» YOUR GOAL: Leaving out the pictures, output each record exactly as it stands.

» INPUT RECORDS:
_ _ _ _ _ _ _

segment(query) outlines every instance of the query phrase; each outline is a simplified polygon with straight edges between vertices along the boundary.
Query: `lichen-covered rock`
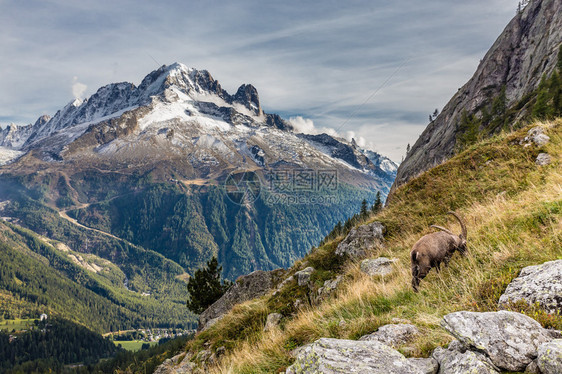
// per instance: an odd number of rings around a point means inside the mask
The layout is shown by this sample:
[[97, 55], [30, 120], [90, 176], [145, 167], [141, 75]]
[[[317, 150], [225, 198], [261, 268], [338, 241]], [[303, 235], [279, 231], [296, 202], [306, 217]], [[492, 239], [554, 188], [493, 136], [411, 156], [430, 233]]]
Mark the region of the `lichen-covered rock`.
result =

_ _ _ _ _ _ _

» ANSWER:
segment(query) outlines every instance of the query phrase; each outline is a simplified polygon with straight edges between vertices along the boundary.
Query: `lichen-covered rock`
// per instance: an odd number of rings around a point means inside the mask
The layout is shown by this sample:
[[97, 55], [30, 120], [90, 176], [145, 167], [141, 75]]
[[[317, 150], [225, 198], [261, 268], [338, 241]], [[303, 235], [279, 231], [296, 202], [306, 217]], [[492, 239], [554, 188], [493, 136], [411, 156], [430, 233]]]
Mark the region of the `lichen-covered rock`.
result =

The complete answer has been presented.